Your task: Rewrite the items from the start up to and including the line with "POLYGON ((691 545, 693", keeping every request line. Shift each coordinate in the answer polygon by adding 58.

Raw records
####################

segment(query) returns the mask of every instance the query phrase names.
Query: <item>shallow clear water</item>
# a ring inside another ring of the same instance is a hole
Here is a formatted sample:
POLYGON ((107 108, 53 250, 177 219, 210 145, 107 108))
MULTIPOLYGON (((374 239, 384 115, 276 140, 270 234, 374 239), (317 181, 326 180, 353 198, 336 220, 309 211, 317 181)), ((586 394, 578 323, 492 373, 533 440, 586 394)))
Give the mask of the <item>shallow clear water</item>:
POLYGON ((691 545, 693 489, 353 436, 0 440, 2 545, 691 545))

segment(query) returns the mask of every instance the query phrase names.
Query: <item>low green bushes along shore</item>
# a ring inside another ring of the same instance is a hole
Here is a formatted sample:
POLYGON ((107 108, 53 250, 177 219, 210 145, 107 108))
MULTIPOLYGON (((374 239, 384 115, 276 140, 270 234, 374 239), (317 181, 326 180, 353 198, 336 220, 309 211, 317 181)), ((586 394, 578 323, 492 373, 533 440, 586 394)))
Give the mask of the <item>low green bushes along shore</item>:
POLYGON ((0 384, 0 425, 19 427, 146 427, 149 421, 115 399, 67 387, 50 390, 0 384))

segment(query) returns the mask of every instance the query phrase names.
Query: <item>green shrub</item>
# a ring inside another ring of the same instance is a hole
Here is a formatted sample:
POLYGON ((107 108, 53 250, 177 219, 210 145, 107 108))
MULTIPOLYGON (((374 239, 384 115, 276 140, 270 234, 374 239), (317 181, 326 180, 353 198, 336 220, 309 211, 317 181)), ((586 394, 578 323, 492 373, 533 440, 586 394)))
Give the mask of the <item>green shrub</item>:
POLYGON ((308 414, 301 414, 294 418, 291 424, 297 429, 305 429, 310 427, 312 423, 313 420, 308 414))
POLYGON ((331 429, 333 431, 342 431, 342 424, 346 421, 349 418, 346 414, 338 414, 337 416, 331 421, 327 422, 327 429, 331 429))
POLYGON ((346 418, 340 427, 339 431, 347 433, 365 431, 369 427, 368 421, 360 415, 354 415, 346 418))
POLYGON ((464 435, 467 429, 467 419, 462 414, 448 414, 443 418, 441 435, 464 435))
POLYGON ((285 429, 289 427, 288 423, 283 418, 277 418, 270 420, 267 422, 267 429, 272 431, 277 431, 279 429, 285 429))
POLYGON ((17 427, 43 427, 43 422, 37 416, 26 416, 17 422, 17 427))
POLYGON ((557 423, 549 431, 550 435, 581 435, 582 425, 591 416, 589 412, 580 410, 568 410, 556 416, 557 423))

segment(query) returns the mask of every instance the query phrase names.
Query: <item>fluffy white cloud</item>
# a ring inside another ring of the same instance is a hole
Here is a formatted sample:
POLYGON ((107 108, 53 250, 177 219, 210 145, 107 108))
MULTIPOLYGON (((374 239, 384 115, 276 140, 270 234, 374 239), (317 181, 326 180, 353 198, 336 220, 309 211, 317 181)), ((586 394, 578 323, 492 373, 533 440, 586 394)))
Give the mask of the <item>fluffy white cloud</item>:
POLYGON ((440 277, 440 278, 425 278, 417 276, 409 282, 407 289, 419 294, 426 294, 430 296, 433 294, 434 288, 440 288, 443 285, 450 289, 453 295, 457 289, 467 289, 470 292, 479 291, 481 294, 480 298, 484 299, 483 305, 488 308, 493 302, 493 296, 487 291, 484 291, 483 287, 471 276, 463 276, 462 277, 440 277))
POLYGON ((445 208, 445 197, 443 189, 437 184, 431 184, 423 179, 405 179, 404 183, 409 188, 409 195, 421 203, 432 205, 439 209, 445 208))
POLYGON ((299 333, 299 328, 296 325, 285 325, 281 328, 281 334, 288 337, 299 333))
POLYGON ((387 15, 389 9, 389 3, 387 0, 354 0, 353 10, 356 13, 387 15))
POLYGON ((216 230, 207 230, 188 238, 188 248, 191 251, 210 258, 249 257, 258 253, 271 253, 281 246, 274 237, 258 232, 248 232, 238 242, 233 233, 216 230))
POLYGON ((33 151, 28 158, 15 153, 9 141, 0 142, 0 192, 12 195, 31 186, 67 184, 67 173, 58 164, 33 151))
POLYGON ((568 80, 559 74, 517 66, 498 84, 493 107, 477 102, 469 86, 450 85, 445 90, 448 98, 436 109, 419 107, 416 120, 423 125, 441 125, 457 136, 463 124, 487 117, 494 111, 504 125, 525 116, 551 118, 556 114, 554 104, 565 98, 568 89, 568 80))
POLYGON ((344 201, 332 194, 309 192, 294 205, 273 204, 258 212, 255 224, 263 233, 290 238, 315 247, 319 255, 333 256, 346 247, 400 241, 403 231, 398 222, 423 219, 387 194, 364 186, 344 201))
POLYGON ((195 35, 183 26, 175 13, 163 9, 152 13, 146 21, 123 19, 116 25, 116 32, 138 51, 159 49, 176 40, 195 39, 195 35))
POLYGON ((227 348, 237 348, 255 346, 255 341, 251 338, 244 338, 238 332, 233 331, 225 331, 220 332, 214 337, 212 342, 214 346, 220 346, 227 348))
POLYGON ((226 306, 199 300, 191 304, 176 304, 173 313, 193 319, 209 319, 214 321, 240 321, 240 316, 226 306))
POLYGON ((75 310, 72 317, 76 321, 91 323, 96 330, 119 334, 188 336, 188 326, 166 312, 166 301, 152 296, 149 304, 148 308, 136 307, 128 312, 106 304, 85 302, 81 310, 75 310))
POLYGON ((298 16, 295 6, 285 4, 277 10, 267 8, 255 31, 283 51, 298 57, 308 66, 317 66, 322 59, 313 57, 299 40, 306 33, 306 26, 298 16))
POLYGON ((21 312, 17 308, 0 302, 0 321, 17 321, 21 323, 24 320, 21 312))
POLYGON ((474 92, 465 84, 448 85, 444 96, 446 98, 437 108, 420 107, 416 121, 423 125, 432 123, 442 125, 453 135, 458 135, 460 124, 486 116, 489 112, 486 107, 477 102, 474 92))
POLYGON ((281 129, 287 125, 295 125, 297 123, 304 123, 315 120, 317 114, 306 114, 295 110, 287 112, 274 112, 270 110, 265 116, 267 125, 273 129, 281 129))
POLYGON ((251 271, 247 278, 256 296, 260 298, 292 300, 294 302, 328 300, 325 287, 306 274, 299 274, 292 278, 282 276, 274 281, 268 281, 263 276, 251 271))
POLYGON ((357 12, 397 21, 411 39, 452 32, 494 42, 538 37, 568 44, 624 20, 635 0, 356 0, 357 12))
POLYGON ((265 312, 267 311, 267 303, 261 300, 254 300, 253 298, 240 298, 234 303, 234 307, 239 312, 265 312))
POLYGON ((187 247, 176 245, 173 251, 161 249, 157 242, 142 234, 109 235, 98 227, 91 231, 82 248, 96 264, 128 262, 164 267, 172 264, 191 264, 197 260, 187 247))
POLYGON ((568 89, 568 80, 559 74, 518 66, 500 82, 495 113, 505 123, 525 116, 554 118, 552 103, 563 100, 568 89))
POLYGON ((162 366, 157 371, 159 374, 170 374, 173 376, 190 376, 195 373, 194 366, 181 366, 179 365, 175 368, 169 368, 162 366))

####################

Answer to this task:
segment(query) returns the mask of every instance the query phrase names.
Query: <item>shallow clear water</item>
# a ring inside another ring of the same instance is a hole
Here is a formatted sample:
POLYGON ((107 108, 53 250, 177 219, 210 145, 107 108))
MULTIPOLYGON (((374 239, 384 115, 276 140, 270 234, 374 239), (317 181, 326 180, 353 198, 336 220, 309 211, 317 181)), ((586 394, 578 323, 492 373, 533 440, 586 394)))
Give the mask of the <item>shallow clear water</item>:
POLYGON ((749 603, 751 547, 411 494, 58 498, 60 603, 749 603))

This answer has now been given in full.